From: Rafael Aquini <aquini@redhat.com>
To: Shaohua Li <shli@kernel.org>
Cc: linux-mm@kvack.org, akpm@linux-foundation.org, riel@redhat.com,
minchan@kernel.org, kmpark@infradead.org, hughd@google.com
Subject: Re: [patch 4/4 v4]swap: make cluster allocation per-cpu
Date: Fri, 29 Mar 2013 00:14:46 -0300 [thread overview]
Message-ID: <20130329031445.GD19721@optiplex.redhat.com> (raw)
In-Reply-To: <20130326053843.GD19646@kernel.org>
On Tue, Mar 26, 2013 at 01:38:43PM +0800, Shaohua Li wrote:
> swap cluster allocation is to get better request merge to improve performance.
> But the cluster is shared globally, if multiple tasks are doing swap, this will
> cause interleave disk access. While multiple tasks swap is quite common, for
> example, each numa node has a kswapd thread doing swap or multiple
> threads/processes do direct page reclaim.
>
> We makes the cluster allocation per-cpu here. The interleave disk access issue
> goes away. All tasks will do sequential swap.
>
> If one CPU can't get its per-cpu cluster, it will fallback to scan swap_map.
> The CPU can still continue swap. We don't need recycle free swap entries of
> other CPUs.
>
> In my test (swap to a 2-disk raid0 partition), this improves around 10%
> swapout throughput, and request size is increased significantly.
>
> How does this impact swap readahead is uncertain though. On one side, page
> reclaim always isolates and swaps several adjancent pages, this will make page
> reclaim write the pages sequentially and benefit readahead. On the other side,
> several CPU write pages interleave means the pages don't live _sequentially_
> but relatively _near_. In the per-cpu allocation case, if adjancent pages are
> written by different cpus, they will live relatively _far_. So how this
> impacts swap readahead depends on how many pages page reclaim isolates and
> swaps one time. If the number is big, this patch will benefit swap readahead.
> Of course, this is about sequential access pattern. The patch has no impact for
> random access pattern, because the new cluster allocation algorithm is just for
> SSD.
>
> Signed-off-by: Shaohua Li <shli@fusionio.com>
> ---
Acked-by: Rafael Aquini <aquini@redhat.com>
> include/linux/swap.h | 6 ++
> mm/swapfile.c | 110 +++++++++++++++++++++++++++++++++++++--------------
> 2 files changed, 87 insertions(+), 29 deletions(-)
>
> Index: linux/include/linux/swap.h
> ===================================================================
> --- linux.orig/include/linux/swap.h 2013-03-22 17:23:56.000000000 +0800
> +++ linux/include/linux/swap.h 2013-03-22 17:44:16.877775720 +0800
> @@ -175,6 +175,11 @@ enum {
> #define COUNT_CONTINUED 0x80 /* See swap_map continuation for full count */
> #define SWAP_MAP_SHMEM 0xbf /* Owned by shmem/tmpfs, in first swap_map */
>
> +struct percpu_cluster {
> + unsigned int index; /* Current cluster index */
> + unsigned int next; /* Likely next allocation offset */
> +};
> +
> /*
> * The in-memory structure used to track swap areas.
———
## Request 1
Filter the rows below, keeping every line that contains the string "burning". Case counts.

A block of data:
———
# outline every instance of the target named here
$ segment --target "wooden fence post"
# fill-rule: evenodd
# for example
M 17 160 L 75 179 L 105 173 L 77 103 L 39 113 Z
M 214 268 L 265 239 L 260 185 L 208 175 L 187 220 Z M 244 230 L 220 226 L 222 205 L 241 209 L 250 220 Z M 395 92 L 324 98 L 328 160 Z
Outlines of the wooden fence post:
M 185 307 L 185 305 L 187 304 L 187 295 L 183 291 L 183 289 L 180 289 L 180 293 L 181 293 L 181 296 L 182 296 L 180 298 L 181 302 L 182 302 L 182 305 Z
———
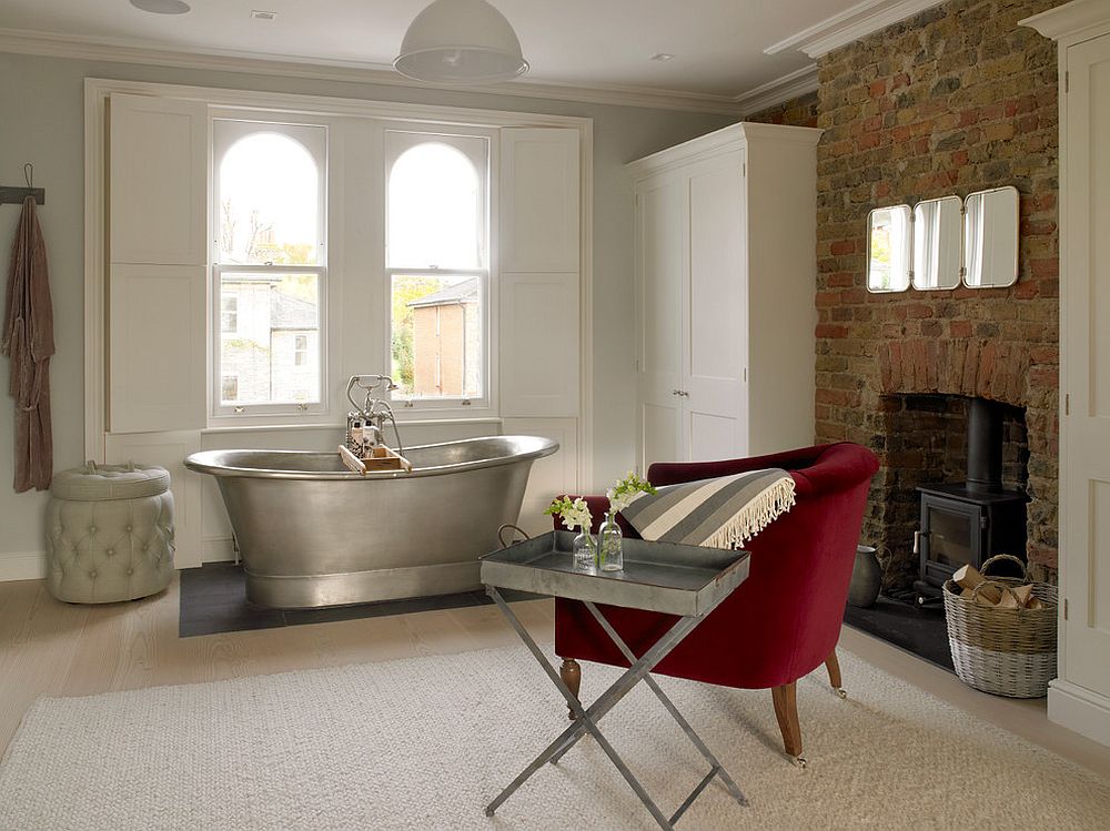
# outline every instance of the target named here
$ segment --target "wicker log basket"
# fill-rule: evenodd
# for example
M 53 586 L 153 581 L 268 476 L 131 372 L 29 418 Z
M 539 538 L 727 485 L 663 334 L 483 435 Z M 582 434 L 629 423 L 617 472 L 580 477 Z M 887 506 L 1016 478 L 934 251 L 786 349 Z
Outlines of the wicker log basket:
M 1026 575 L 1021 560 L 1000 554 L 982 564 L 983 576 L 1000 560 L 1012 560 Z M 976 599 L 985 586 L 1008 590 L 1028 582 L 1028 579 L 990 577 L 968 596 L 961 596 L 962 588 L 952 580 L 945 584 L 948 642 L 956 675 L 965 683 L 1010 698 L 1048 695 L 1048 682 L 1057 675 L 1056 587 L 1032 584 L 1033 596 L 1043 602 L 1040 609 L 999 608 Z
———
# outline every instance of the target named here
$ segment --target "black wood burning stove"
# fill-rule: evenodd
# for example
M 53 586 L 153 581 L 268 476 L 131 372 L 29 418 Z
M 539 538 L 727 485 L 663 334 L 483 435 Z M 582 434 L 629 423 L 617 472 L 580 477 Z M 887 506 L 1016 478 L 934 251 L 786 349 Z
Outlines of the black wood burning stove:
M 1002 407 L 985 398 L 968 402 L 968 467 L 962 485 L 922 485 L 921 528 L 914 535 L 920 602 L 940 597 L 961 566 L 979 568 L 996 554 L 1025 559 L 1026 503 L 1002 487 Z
———
## Request 2
Answer these questions about the swap patch message:
(a) What improvement in swapout throughput did the test report?
(b) What does a CPU do when it can't get its per-cpu cluster?
(c) Which two fields does struct percpu_cluster declare?

## Full solution 1
$ segment --target "black wood burning stove"
Outlines of the black wood burning stove:

## Full solution 2
(a) Around 10%, when swapping to a 2-disk raid0 partition.
(b) It falls back to scanning swap_map.
(c) index and next.